AIM: Restate the complete material exactly.
## Start INFORMATION SUPPLIED
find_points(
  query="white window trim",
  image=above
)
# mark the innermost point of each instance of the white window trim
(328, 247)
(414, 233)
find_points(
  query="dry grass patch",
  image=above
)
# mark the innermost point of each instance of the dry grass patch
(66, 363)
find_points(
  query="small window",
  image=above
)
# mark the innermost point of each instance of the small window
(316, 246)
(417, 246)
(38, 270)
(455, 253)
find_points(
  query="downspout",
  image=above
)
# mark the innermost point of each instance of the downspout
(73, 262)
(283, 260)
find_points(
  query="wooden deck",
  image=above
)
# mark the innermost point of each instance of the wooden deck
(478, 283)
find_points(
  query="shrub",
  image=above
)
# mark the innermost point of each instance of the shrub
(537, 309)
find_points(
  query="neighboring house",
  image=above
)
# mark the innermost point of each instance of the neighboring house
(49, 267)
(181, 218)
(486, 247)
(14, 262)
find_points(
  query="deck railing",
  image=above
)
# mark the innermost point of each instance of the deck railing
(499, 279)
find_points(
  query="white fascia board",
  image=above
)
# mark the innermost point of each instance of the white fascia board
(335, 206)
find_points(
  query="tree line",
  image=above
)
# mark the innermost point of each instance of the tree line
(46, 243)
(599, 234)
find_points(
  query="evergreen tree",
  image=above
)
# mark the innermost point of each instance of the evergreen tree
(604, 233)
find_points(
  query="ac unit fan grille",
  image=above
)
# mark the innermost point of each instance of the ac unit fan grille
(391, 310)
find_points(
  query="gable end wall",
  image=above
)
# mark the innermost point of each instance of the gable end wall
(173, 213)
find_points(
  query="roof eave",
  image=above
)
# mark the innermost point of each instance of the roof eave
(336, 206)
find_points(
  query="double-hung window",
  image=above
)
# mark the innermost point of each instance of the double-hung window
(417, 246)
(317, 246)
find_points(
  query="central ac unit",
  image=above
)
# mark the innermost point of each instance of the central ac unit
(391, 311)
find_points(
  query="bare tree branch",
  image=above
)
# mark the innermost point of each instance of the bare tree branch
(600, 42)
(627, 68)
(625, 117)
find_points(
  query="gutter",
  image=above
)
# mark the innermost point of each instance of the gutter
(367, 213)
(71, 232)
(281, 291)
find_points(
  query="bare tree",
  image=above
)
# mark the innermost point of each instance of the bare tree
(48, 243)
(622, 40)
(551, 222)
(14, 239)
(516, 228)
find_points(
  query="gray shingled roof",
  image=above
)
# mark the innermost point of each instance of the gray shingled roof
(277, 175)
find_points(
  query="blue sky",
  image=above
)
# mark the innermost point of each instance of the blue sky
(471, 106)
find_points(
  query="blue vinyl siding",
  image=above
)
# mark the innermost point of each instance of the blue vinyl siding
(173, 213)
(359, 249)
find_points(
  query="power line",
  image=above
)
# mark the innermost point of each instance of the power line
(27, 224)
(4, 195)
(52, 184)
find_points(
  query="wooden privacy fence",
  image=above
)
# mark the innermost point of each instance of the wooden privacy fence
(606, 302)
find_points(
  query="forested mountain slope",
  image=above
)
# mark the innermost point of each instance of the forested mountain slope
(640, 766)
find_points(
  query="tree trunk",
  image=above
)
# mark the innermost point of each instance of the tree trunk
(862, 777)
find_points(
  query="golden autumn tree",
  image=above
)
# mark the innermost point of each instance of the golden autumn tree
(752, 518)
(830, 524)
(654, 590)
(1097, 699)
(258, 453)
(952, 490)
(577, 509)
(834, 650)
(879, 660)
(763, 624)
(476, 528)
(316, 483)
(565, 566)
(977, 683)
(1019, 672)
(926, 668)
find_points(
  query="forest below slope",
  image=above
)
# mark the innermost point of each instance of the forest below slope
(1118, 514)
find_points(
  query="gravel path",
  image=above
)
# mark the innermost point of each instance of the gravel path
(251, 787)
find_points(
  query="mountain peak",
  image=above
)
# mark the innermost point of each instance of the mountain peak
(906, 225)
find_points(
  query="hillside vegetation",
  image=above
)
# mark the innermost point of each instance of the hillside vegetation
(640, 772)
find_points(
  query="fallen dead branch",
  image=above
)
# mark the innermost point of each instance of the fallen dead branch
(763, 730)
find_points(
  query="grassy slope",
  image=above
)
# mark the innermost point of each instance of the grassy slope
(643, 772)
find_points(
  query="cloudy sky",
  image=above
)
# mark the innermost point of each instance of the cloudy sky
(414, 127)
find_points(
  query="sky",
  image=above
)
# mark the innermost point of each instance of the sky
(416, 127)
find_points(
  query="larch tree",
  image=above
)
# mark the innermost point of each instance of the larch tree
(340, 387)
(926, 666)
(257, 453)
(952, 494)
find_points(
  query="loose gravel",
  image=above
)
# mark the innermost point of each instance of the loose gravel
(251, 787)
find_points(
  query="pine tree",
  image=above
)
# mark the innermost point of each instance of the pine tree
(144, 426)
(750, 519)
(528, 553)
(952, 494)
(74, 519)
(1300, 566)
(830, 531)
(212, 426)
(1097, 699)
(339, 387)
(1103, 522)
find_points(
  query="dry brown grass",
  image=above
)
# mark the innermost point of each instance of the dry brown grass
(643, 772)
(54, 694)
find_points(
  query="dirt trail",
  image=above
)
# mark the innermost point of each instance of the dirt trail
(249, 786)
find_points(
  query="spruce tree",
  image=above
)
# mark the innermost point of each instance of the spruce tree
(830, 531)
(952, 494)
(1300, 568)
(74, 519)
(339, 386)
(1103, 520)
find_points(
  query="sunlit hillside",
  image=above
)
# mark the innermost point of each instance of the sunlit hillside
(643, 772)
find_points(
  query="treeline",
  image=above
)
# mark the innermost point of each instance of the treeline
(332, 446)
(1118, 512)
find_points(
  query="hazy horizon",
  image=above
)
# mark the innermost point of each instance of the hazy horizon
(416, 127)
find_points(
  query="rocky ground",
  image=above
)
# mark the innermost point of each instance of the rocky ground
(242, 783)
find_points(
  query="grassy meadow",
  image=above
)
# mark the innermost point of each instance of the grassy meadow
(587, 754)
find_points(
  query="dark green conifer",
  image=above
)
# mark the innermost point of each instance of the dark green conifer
## End INFORMATION SUPPLIED
WORKED ANSWER:
find_points(
  query="white window trim",
  image=above
)
# mark the innermost point of each instance of the white window trim
(328, 247)
(414, 233)
find_points(
  query="dry grass patch",
  image=above
)
# mark the innermost point of each instance of the dry grass patch
(66, 363)
find_points(
  query="small window",
  image=above
)
# mark the innermost point of each instance of the small window
(316, 246)
(417, 246)
(38, 270)
(455, 253)
find_points(
  query="downspout",
  image=above
)
# mark the innermost point of each instance of the downspout
(73, 262)
(283, 260)
find_points(
  query="wooden deck",
  image=above
)
# mark the innermost point of each instance of the wooden deck
(478, 283)
find_points(
  query="shrub",
  image=above
)
# mark the innermost point of each instance of the shrub
(537, 309)
find_points(
  query="neighboring house",
  image=above
)
# mark the innermost point of each instance of the neighboring house
(49, 267)
(181, 218)
(486, 247)
(14, 262)
find_points(
  query="deck railing",
  image=above
)
# mark the innermost point of each instance of the deck railing
(499, 279)
find_points(
  query="white fascia board",
  image=above
)
# mark the innermost point of each instance of the white fascia board
(335, 206)
find_points(
  query="tree line",
  image=above
)
# mark the innermost point of each instance of the tree line
(46, 243)
(599, 234)
find_points(
  query="evergreen tree",
  image=above
)
# mark the innermost point of each instance of the evergreen tree
(604, 233)
find_points(
  query="ac unit fan grille",
  image=above
)
# mark the innermost point of each instance of the ac unit fan grille
(391, 310)
find_points(
  query="gable end wall",
  image=above
)
# mark the innermost point of each instance of the gable end wall
(173, 213)
find_points(
  query="roof eave",
  image=above
)
# mark the innermost point of each instance of the roof eave
(336, 206)
find_points(
  query="double-hung window",
  image=above
)
# mark the innermost point of each instance of the double-hung window
(417, 246)
(317, 246)
find_points(
  query="central ac unit",
  image=above
)
# mark the innermost point of each instance of the central ac unit
(391, 311)
find_points(
  query="bare tree branch",
  image=above
)
# mark the innermost point of each instance of the bare tree branch
(600, 42)
(627, 68)
(625, 117)
find_points(
  query="gutter",
  image=above
)
# mark the innermost point of each instance of the gutter
(367, 213)
(71, 232)
(281, 291)
find_points(
  query="bare tree",
  image=above
)
# mark the innermost point of each instance of the bare tree
(48, 243)
(622, 40)
(551, 222)
(14, 239)
(516, 228)
find_points(
  query="gray shingled roof",
  image=above
)
# mark the innermost point of each instance of the gray shingled roof
(277, 175)
find_points(
  query="blue sky",
  image=above
)
# mark the innermost point of each instance of the blue sky
(471, 106)
find_points(
  query="blue vinyl siding",
  image=above
)
# mark the innermost point of each instance of the blue vinyl siding
(173, 213)
(359, 249)
find_points(
  query="power line",
  image=above
)
# mark the innermost point of each instance of the power line
(27, 224)
(4, 195)
(52, 184)
find_points(
  query="wooden privacy fence",
  image=above
)
# mark the innermost point of each instance of the wooden privacy fence
(606, 302)
find_points(
  query="forested mountain slope",
  image=above
)
# mark the innermost point of each instance of the forested mountain slope
(640, 766)
find_points(
  query="tree trunk",
  image=above
)
# mark the innermost point of each instance of the tree trunk
(862, 777)
find_points(
  query="golden autumn tree",
  image=above
)
# mark the innermost point of each instance of the golden autumn tree
(752, 518)
(830, 524)
(654, 590)
(1097, 699)
(258, 453)
(952, 490)
(577, 509)
(834, 650)
(879, 660)
(763, 624)
(476, 528)
(316, 483)
(565, 566)
(977, 683)
(1019, 672)
(926, 668)
find_points(
  query="forest below slope",
  image=above
)
# mark the innermost point of each instance of the forest below slope
(1118, 514)
find_points(
  query="gravel path",
  image=above
)
# mark the innermost point of each instance of the gravel path
(251, 787)
find_points(
  query="mountain peak",
  image=above
)
# mark the innermost point of each instance of the mountain peak
(906, 225)
find_points(
  query="hillside vegetation",
  image=above
)
# mark the innermost point of each instance of the hillside vegetation
(640, 772)
find_points(
  query="fallen dead branch",
  image=above
)
# mark the innermost point of each instance of the fallen dead branch
(763, 730)
find_points(
  query="grassy slope",
  image=above
)
# mark the innermost point of each instance of the grassy slope
(643, 772)
find_points(
  query="cloudy sky",
  image=above
)
# mark the innermost point of each instance of the cloudy sky
(414, 127)
find_points(
  query="sky",
  image=above
)
# mark the innermost point of each instance of the sky
(416, 127)
find_points(
  query="larch tree",
  image=above
)
# mark the innermost point of each instance of the larch tree
(340, 387)
(926, 666)
(257, 453)
(952, 494)
find_points(
  query="loose gravel",
  image=above
)
# mark the innermost point of each instance of the loose gravel
(251, 787)
find_points(
  query="pine tree",
  image=above
)
# mark the innermost point of each instance of the pine tree
(144, 426)
(750, 519)
(528, 553)
(952, 494)
(74, 519)
(1300, 566)
(830, 531)
(212, 426)
(1097, 699)
(339, 387)
(1103, 522)
find_points(
  query="dry brown grass",
  image=above
)
# mark the innermost point of each instance of the dry brown grass
(643, 772)
(54, 694)
find_points(
  query="dirt trail",
  image=above
)
# mark the innermost point of each instance of the dirt trail
(249, 786)
find_points(
  query="spruce tree",
  image=above
)
# mark the innermost point of each instance of the spruce tree
(830, 531)
(952, 494)
(1300, 568)
(74, 519)
(339, 386)
(1103, 520)
find_points(
  query="sunlit hillside",
  image=above
)
# mark the innermost point of each instance of the sunlit hillside
(643, 772)
find_points(
  query="treeline",
  image=above
)
# mark the innermost point of each instance of the treeline
(332, 446)
(1118, 512)
find_points(
  query="hazy horizon",
  image=above
)
# mark the innermost point of each instance of the hazy horizon
(416, 127)
find_points(
  query="rocky ground",
  image=above
)
# mark the innermost point of each instance of the rocky ground
(242, 783)
find_points(
  query="grassy meadow",
  image=above
)
# mark the innermost point of each instance of the grassy meadow
(587, 754)
find_points(
  query="dark green conifer",
  image=above
)
# mark the innermost point of each instance of the dark green conifer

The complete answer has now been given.